[Complete the following]:
1. Reproduce the passage on the Lakhera word for word, starting at the words "Related ethnic groups" and stopping after "they speak Haryanvi.".
2. In the entries, output the lines from the one that has "field listed here." through the one that has "[(83, 227), (670, 101)]" as a numbered list, leaving out blank lines.

Lakhera

Total population
- 162,000

Regions with significant populations
- • India

Languages
- • Haryanvi • Hindi

Religion
- • Hinduism • Islam

Related ethnic groups
- • Chundrigar • Manihar

= Lakhera =

Ethnic group from North India

The Lakhera is a caste found in North India. In Uttarakhand, the Lakhera caste is found among Sarola Brahmins and are not considered OBC. They are a community traditionally associated with bangle making.

==Origin==

The Lakhera get their name from the Sanskrit laksha kuru, meaning a worker in lac. According to their mythologies, the community was created by the dirt washed from the body of the goddess Parvati. Other traditions make them out to be Yaduvanshi Rajputs. They are said to have originated in Bulandshahr District in Uttar Pradesh, and then spread to Haryana, Rajasthan and Punjab. The community in Uttar Pradesh speak Hindi, while in Haryana they speak Haryanvi.

[Record excerpts]:

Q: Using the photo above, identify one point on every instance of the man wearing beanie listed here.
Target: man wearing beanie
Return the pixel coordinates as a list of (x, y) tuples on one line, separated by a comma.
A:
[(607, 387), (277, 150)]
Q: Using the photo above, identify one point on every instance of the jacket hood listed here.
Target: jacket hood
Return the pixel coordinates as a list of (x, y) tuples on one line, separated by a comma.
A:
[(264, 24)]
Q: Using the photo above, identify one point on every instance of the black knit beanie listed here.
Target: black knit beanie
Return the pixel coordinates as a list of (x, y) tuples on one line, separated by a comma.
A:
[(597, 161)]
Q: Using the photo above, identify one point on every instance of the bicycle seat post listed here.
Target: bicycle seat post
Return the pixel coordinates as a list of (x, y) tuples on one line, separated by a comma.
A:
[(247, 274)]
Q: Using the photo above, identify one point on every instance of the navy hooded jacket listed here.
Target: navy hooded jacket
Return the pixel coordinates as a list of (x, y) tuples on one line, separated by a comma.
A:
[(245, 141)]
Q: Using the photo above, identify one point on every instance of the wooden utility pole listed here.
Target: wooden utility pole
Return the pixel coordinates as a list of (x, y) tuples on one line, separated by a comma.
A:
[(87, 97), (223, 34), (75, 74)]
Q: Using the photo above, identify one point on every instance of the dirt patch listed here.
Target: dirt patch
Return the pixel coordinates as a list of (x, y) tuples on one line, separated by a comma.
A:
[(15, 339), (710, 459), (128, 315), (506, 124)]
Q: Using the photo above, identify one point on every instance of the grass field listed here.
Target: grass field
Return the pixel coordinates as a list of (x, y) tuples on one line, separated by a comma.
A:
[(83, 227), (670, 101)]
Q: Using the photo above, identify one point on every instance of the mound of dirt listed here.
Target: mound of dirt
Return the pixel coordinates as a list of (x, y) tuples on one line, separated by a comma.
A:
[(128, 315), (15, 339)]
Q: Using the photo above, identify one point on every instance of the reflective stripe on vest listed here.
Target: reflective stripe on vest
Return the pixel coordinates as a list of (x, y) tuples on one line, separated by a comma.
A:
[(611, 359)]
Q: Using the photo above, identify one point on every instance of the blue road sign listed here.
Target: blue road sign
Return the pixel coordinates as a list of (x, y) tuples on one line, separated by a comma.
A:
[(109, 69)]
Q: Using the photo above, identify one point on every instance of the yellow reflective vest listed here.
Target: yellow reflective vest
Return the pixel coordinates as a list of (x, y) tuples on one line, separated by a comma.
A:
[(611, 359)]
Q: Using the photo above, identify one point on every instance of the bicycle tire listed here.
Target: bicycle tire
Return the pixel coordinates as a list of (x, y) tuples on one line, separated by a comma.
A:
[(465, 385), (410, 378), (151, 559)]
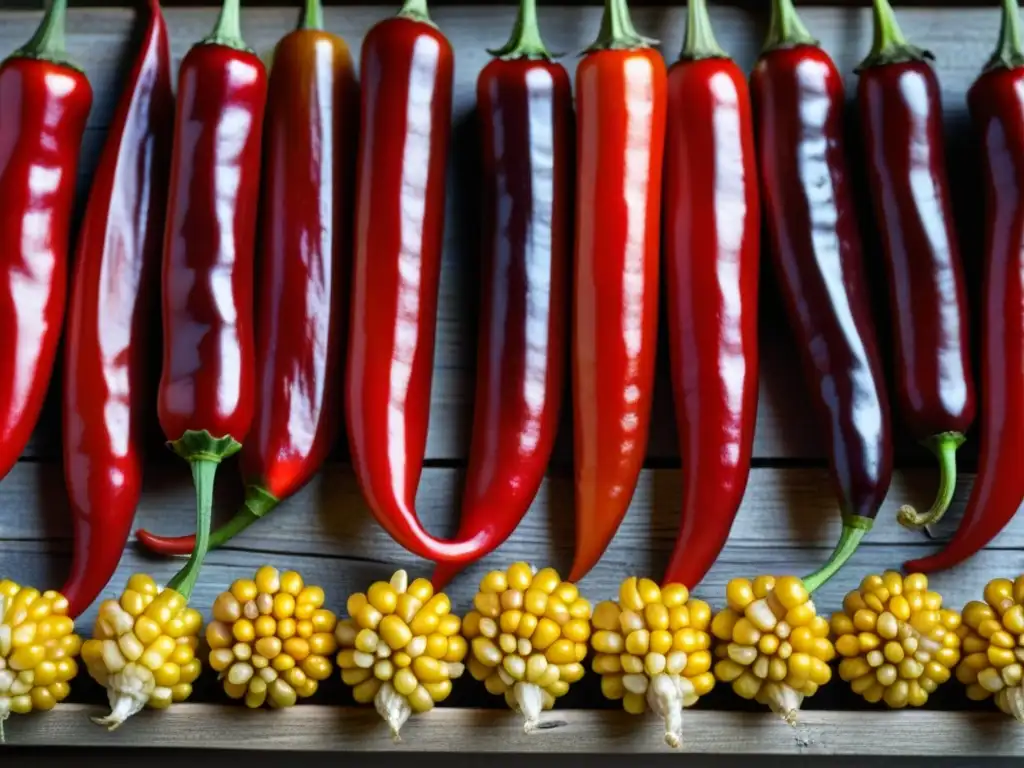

[Expected responses]:
1.
Related ethnic groups
- • Chundrigar • Manihar

= Lakhera =

Ethnic group from North India

The Lakhera is a caste found in North India. In Uttarakhand, the Lakhera caste is found among Sarola Brahmins and are not considered OBC. They are a community traditionally associated with bangle making.

==Origin==

The Lakhera get their name from the Sanskrit laksha kuru, meaning a worker in lac. According to their mythologies, the community was created by the dirt washed from the body of the goddess Parvati. Other traditions make them out to be Yaduvanshi Rajputs. They are said to have originated in Bulandshahr District in Uttar Pradesh, and then spread to Haryana, Rajasthan and Punjab. The community in Uttar Pradesh speak Hindi, while in Haryana they speak Haryanvi.

2.
1. Q: Using the photo above, identify one point on every instance of the grass field listed here.
2. Target: grass field
3. Return the pixel coordinates as a list of (x, y) tuples on one line, separated by a comma.
4. A:
5. [(83, 227), (670, 101)]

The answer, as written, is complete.